▸ **Document text**:
☆ ☆ ☆ ☆ ☆ ☆ ☆

Skip to contents

Simulates data sets under a first-difference correlated random walk (DCRW) state-space model for Study 1 in the paper. This study evaluates performance under different types of outlier configurations. All arguments have default values matching the simulation setup used in the paper.

Usage

simulate_data_study1(
  sample_sizes = c(100, 200, 500, 1000),
  samples = 100,
  n_oos = 20,
  contamination = 0.1,
  distance = 5,
  sd_cluster = 2,
  mean_cluster = c(20, 20),
  multi_level_distances = c(distance - 2, distance, distance + 2),
  phi_coef = 0.8,
  sigma2_w_lon = 0.1,
  sigma2_w_lat = 0.1,
  sigma2_v_lon = 0.4,
  sigma2_v_lat = 0.4,
  initial_state = c(0, 0, 0, 0),
  seed = NA
)

Arguments

sample_sizes

Vector of sample sizes \(n\) for each simulated dataset. Default is c(100, 200, 500, 1000).

samples

Number of simulated data sets per \(n\) and per outlier configuration. Default is 100.

n_oos

Number of out-of-sample (future) timesteps. Default is 20.

contamination

Proportion of contaminated (outlying) observations. Default is 0.1.

distance

Distance used for fixed-distance outliers. Default is 5.

sd_cluster

Standard deviation of cluster for cluster-based outliers. Default is 2.

☆ ☆ ☆ ☆ ☆ ☆ ☆

▸ **Entries from a point annotation set**:
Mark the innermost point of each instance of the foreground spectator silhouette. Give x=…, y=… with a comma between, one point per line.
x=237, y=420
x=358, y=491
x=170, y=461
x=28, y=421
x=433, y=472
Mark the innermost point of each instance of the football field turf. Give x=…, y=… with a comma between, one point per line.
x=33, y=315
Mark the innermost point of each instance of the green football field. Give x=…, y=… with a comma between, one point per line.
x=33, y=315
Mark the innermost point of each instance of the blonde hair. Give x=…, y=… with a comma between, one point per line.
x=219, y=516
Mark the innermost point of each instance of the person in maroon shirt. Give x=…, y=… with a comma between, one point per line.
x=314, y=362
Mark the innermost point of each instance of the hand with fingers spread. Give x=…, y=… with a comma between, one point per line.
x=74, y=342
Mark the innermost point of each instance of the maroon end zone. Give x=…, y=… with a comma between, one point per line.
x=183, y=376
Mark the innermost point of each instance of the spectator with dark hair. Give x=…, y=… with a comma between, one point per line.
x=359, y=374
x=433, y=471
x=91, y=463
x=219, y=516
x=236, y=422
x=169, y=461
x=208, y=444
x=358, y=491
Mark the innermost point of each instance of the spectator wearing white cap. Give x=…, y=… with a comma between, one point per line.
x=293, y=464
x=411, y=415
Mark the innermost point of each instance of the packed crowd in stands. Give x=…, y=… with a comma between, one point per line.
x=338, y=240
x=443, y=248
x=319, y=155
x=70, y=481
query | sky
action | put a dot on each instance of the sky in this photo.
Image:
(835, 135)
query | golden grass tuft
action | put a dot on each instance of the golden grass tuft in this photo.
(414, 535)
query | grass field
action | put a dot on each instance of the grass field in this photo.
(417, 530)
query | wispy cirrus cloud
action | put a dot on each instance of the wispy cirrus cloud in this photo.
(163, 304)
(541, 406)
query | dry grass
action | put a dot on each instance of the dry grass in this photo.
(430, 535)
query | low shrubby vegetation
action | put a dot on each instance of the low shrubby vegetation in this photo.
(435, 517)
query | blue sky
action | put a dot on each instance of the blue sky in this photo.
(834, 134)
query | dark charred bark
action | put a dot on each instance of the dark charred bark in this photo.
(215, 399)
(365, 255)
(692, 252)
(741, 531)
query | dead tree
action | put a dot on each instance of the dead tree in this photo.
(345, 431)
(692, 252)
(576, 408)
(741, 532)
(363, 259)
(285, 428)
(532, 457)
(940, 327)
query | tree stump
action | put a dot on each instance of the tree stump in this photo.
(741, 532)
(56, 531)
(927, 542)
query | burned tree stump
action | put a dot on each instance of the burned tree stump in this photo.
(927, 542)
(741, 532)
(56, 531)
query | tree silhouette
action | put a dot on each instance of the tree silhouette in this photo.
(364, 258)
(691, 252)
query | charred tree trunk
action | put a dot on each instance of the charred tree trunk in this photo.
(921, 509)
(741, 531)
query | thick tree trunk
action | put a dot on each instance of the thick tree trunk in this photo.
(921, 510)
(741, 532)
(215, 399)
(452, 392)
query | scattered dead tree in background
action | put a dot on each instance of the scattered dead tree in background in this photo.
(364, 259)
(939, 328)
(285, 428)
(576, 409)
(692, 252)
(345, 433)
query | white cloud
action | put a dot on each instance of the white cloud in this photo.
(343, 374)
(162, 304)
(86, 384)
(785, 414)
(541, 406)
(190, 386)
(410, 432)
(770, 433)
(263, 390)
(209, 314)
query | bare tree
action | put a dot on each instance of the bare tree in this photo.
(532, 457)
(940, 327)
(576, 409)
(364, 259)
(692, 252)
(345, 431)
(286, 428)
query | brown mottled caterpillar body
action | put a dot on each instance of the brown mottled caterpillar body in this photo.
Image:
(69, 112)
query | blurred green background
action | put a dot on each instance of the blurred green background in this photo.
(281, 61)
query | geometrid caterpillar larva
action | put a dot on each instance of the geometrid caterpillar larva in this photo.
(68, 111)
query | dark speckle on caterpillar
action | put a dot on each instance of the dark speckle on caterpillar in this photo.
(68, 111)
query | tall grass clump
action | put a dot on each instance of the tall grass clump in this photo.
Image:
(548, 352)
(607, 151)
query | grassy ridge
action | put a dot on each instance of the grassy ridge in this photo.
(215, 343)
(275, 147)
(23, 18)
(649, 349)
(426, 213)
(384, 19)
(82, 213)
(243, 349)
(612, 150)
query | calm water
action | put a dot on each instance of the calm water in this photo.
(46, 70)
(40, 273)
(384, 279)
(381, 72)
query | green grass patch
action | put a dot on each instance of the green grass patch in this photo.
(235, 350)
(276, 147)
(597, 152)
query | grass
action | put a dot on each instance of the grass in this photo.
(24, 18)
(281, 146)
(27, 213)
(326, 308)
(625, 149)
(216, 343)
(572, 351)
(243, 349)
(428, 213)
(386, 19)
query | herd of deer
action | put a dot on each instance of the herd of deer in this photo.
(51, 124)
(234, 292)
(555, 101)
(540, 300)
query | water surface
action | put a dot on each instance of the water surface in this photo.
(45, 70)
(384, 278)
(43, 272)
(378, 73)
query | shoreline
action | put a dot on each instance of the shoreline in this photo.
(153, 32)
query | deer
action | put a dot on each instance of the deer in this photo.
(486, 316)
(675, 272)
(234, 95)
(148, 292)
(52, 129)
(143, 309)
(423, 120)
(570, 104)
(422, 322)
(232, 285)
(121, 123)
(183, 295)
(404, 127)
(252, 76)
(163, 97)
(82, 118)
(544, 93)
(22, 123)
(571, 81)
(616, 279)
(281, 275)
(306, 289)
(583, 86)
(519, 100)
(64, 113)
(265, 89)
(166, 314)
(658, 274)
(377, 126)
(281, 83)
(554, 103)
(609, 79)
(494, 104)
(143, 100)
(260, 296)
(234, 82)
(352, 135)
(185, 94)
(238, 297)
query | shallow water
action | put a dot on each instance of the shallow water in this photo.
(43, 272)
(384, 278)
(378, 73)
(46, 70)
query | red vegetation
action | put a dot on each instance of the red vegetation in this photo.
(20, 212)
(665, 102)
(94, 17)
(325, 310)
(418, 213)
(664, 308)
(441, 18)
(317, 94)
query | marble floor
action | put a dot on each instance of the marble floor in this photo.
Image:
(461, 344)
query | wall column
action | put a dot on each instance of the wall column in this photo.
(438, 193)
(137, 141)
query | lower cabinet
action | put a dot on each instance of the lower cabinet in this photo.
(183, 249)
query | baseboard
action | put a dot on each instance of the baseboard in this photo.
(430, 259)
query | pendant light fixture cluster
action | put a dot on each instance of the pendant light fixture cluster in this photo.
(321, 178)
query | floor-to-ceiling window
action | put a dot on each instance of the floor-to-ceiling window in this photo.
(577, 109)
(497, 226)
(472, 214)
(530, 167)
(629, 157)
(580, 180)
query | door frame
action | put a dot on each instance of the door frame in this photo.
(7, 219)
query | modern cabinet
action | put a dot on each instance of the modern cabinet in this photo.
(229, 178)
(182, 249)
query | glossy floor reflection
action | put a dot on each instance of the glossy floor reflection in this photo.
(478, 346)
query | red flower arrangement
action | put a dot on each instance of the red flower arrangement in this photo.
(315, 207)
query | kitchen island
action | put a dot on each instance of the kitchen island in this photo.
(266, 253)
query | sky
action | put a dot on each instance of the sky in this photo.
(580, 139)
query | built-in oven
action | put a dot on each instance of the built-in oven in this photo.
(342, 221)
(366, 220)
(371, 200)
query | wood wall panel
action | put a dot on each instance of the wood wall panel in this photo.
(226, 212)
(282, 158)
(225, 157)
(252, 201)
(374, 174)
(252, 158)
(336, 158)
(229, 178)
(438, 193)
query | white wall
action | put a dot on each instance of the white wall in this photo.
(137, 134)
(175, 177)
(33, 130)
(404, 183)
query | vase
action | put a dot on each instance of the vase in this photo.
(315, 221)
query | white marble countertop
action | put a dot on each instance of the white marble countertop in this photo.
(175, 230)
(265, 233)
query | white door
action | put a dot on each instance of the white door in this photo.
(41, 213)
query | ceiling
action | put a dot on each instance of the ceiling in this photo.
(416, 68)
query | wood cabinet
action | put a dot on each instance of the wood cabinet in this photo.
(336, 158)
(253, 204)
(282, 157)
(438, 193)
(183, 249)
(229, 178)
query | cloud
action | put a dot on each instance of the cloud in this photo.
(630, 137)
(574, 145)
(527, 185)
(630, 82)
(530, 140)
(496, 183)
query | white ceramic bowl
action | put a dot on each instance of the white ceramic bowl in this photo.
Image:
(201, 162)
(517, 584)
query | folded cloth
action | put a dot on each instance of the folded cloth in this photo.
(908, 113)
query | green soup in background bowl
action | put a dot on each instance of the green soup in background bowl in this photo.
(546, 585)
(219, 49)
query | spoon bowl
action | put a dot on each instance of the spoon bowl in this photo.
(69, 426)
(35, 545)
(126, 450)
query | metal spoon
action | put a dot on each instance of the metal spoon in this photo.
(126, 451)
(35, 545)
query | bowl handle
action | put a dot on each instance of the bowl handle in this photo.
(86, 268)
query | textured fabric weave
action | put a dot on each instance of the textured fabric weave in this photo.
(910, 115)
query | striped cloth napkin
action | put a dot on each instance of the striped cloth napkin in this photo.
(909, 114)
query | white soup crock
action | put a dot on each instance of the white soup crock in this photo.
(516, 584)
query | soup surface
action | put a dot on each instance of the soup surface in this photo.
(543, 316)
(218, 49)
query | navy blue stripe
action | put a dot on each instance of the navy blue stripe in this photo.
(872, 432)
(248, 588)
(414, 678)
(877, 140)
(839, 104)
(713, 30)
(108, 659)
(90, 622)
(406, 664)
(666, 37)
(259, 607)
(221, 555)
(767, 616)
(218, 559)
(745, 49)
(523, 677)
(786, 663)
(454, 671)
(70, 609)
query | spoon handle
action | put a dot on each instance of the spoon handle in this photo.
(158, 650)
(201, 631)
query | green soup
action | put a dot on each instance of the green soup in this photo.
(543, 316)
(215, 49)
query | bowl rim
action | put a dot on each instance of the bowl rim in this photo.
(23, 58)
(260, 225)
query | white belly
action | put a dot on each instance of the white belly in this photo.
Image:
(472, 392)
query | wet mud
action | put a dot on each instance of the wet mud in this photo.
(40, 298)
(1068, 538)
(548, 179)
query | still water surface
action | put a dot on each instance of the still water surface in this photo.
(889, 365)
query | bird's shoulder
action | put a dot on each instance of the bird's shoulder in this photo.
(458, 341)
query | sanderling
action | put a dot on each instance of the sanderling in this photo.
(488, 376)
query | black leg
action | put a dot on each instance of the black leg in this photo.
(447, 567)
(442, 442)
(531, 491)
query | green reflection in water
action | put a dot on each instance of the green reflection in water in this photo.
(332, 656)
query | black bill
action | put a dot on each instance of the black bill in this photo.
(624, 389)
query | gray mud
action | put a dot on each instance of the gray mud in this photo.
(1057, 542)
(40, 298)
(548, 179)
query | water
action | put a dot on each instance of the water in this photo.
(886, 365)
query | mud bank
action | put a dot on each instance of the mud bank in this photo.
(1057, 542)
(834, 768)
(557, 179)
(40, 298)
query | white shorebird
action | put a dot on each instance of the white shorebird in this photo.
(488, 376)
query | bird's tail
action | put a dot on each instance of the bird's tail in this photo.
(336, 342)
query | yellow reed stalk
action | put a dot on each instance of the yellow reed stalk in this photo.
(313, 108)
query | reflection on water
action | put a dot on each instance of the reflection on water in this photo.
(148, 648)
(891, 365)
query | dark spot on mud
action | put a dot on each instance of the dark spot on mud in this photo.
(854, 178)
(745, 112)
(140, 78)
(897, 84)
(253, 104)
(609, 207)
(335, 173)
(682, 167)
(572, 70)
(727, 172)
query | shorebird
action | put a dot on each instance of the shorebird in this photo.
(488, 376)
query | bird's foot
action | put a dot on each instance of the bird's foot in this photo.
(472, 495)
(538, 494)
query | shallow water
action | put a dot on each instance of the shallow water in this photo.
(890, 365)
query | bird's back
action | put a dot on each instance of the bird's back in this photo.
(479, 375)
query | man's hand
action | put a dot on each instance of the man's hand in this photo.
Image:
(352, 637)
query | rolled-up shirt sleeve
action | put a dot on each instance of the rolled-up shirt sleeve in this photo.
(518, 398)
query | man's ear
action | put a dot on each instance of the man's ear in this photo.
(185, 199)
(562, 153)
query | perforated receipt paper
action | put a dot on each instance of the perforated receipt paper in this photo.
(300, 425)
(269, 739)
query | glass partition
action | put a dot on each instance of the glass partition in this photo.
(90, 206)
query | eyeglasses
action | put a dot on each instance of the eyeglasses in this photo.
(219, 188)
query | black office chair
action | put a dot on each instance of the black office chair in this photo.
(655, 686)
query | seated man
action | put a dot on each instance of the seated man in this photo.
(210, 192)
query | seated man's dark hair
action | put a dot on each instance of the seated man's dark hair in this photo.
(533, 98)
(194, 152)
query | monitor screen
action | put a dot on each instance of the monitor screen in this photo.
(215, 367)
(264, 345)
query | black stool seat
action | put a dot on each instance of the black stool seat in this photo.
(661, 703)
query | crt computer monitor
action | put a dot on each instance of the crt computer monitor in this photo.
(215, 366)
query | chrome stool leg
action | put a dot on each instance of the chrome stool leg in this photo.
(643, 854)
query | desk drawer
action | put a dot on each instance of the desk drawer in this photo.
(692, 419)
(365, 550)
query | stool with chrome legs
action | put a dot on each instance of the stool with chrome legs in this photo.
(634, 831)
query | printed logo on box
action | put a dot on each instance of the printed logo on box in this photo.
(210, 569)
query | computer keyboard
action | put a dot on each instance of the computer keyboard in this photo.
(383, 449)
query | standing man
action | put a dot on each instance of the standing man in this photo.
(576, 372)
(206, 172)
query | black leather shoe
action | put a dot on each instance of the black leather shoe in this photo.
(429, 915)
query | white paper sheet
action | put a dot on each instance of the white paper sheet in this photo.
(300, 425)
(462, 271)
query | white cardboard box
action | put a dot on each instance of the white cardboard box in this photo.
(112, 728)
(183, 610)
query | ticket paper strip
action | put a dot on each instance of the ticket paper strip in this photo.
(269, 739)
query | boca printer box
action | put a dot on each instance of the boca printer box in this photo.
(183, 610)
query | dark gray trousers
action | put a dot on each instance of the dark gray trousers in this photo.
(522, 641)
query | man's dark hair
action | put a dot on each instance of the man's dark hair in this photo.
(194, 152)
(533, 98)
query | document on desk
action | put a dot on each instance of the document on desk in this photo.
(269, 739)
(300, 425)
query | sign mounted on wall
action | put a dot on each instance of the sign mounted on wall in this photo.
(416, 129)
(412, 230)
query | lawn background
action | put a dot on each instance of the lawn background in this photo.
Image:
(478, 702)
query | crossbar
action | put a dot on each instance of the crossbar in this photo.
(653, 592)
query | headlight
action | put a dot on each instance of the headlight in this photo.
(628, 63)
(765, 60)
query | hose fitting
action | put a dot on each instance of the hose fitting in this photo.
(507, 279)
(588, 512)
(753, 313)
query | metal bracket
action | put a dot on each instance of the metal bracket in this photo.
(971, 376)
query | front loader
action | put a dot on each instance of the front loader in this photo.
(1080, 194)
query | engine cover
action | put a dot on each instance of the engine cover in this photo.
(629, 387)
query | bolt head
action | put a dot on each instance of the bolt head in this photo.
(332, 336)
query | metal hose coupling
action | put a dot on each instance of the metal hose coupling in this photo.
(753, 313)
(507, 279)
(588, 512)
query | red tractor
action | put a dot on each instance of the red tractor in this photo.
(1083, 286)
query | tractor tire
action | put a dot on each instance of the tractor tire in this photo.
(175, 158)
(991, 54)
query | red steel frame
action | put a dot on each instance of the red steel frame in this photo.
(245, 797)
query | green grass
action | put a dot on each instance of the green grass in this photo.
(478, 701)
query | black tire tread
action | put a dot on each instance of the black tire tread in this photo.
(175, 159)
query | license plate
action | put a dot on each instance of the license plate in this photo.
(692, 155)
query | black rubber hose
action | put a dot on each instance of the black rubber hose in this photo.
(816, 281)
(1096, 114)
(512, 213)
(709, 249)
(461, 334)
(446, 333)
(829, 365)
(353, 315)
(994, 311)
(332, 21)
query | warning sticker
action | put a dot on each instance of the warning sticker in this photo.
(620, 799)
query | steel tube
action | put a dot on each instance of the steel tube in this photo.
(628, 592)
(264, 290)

☆ ☆ ☆ ☆ ☆ ☆ ☆

▸ **Tasks and exercises**:
#1 Reproduce the full simulate_data_study1 reference page without any changes.
#2 Rewrite the entries from the first one down through the line containing "x=433, y=472", replacing "spectator" with "onlooker" and leaving everything else unchanged.

▸ **Solutions to the tasks**:
#1
Skip to contents

Simulates data sets under a first-difference correlated random walk (DCRW) state-space model for Study 1 in the paper. This study evaluates performance under different types of outlier configurations. All arguments have default values matching the simulation setup used in the paper.

Usage

simulate_data_study1(
  sample_sizes = c(100, 200, 500, 1000),
  samples = 100,
  n_oos = 20,
  contamination = 0.1,
  distance = 5,
  sd_cluster = 2,
  mean_cluster = c(20, 20),
  multi_level_distances = c(distance - 2, distance, distance + 2),
  phi_coef = 0.8,
  sigma2_w_lon = 0.1,
  sigma2_w_lat = 0.1,
  sigma2_v_lon = 0.4,
  sigma2_v_lat = 0.4,
  initial_state = c(0, 0, 0, 0),
  seed = NA
)

Arguments

sample_sizes

Vector of sample sizes \(n\) for each simulated dataset. Default is c(100, 200, 500, 1000).

samples

Number of simulated data sets per \(n\) and per outlier configuration. Default is 100.

n_oos

Number of out-of-sample (future) timesteps. Default is 20.

contamination

Proportion of contaminated (outlying) observations. Default is 0.1.

distance

Distance used for fixed-distance outliers. Default is 5.

sd_cluster

Standard deviation of cluster for cluster-based outliers. Default is 2.

#2
Mark the innermost point of each instance of the foreground onlooker silhouette. Give x=…, y=… with a comma between, one point per line.
x=237, y=420
x=358, y=491
x=170, y=461
x=28, y=421
x=433, y=472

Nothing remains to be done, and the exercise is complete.